WHAT THIS TASK INVOLVES> Please copy out each of the items below word for word, leaving out the pictures.

* Begin EXCERPTED RECORDS *

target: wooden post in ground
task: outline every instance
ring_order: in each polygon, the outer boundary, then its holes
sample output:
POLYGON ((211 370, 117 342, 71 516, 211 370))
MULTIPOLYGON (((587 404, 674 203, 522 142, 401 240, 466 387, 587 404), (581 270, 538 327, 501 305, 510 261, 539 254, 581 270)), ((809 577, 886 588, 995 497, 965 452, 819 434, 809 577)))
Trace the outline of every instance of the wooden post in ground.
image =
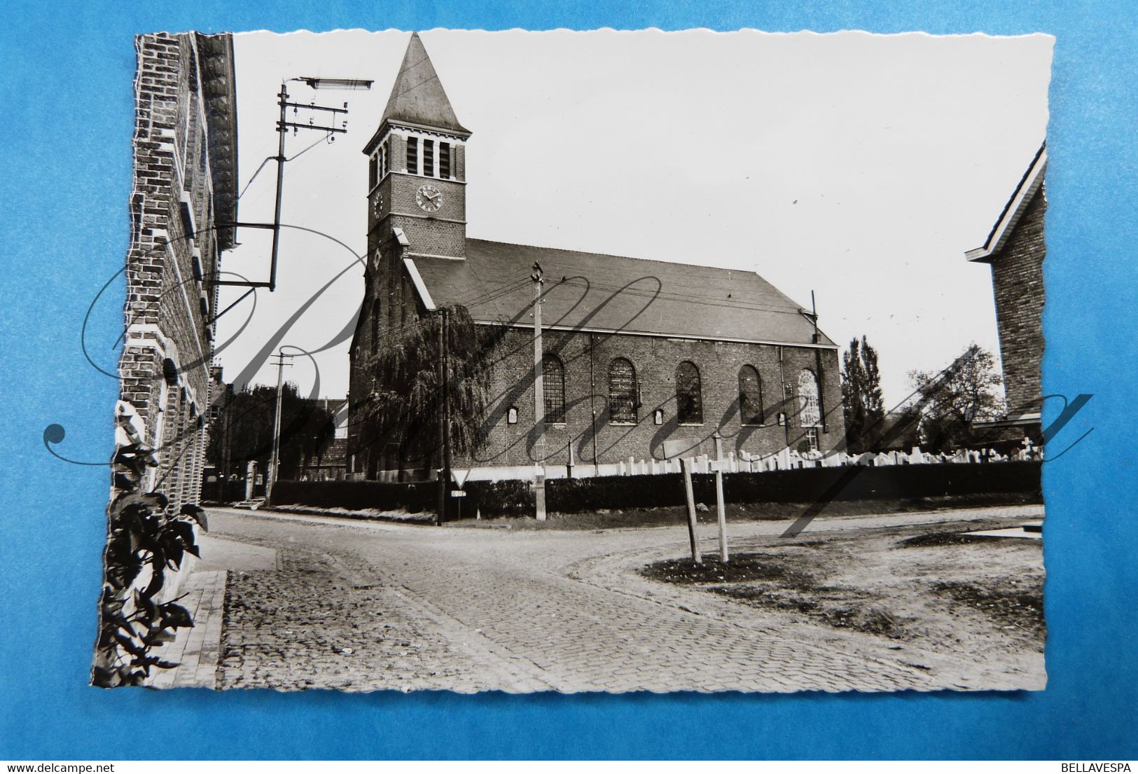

* End EXCERPTED RECORDS *

WRITTEN RESPONSE>
target: wooden post in ground
task: outline every instance
ring_order: in each polygon, the outer boundary, then its holes
sample output:
POLYGON ((211 370, 117 342, 71 516, 211 370))
MULTIPOLYGON (((587 404, 674 203, 522 142, 401 240, 466 387, 587 404), (581 270, 538 327, 501 305, 510 261, 539 254, 581 270)), ((809 577, 886 588, 995 497, 965 452, 819 434, 809 577)))
Trace the outline of every instance of the wooden post in ground.
image =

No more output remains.